▸ **Text segment**:
====================
Department of Computer Science, ETH Zurich, Switzerland
In this paper, we reﬂect on ways to improve medical information retrieval accuracy by drawing implicit negative feedback from negated information in noisy natural language search queries. We begin by studying the extent to which negations occur in clinical texts and quantifying their detrimental effect on retrieval performance. Subsequently, we present approaches to query reformulation and ranking that remedy these shortcomings by resolving natural language negations. Our experimental results are based on data collected in the course of the TREC Clinical Decision Support Track and show consistent improvements compared to state-of-the-art methods. For queries that make excessive use of negations, we were able to achieve up to 300% relative improvement in early precision.
Key words: medical information retrieval, negation detection, natural language processing, negative feedback
Whether it is ﬁnding an appropriate test, making a diagnosis or suggesting a treatment, clinical decision making is a challenging task. Finding relevant information for the wide variety of health problems physicians encounter on a day-to-day basis is difficult and time-consuming. As a result of the exponential increase in the amount of research articles published annually, manually identifying the most important and relevant texts has become a hard task.
State-of-the-art retrieval models applied to clinical decision-support settings rely on full-text indices of biomedical literature and use the textual content of the patient record to construct queries. These models were designed with keyword search interaction in mind, but medical case narratives are maintained in natural language, resulting in signiﬁcantly longer queries than those we are used to in Web search settings. In our case study, the average query length after removing stop words was 55.7 words.
====================
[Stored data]

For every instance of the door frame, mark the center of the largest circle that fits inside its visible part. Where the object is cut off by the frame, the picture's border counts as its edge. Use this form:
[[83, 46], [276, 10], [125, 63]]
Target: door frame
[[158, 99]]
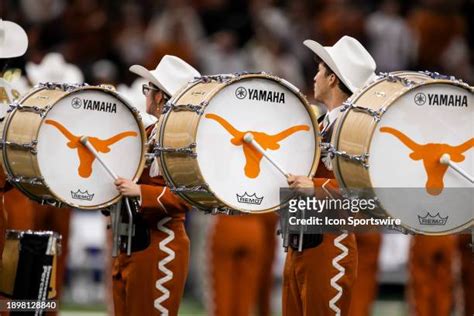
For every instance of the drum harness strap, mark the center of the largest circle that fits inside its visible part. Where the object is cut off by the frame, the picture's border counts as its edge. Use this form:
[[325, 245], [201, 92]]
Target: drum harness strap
[[168, 274]]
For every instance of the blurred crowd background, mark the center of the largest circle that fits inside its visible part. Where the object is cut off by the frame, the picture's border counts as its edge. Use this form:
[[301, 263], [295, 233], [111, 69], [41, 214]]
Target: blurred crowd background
[[105, 37]]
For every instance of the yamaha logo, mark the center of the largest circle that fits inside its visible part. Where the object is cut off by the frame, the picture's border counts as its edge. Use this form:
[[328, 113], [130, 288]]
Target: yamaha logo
[[241, 93], [420, 98], [76, 103]]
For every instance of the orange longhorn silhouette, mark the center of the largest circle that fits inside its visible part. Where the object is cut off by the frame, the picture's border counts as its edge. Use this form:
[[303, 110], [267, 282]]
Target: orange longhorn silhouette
[[86, 158], [252, 156], [430, 154]]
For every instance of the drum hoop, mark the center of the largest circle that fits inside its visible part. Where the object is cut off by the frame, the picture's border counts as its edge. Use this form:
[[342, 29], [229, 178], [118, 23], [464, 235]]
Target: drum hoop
[[209, 97], [17, 234], [60, 98], [390, 102]]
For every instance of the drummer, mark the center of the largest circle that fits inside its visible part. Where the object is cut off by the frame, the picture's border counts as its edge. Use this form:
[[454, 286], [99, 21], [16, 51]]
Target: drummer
====================
▸ **Exercise aim**:
Could you repeat, word for word, the stretch of the paper on medical information retrieval from "Key words: medical" through "a hard task."? None of this material is needed for what is asked.

▸ **Worked solution**:
Key words: medical information retrieval, negation detection, natural language processing, negative feedback
Whether it is ﬁnding an appropriate test, making a diagnosis or suggesting a treatment, clinical decision making is a challenging task. Finding relevant information for the wide variety of health problems physicians encounter on a day-to-day basis is difficult and time-consuming. As a result of the exponential increase in the amount of research articles published annually, manually identifying the most important and relevant texts has become a hard task.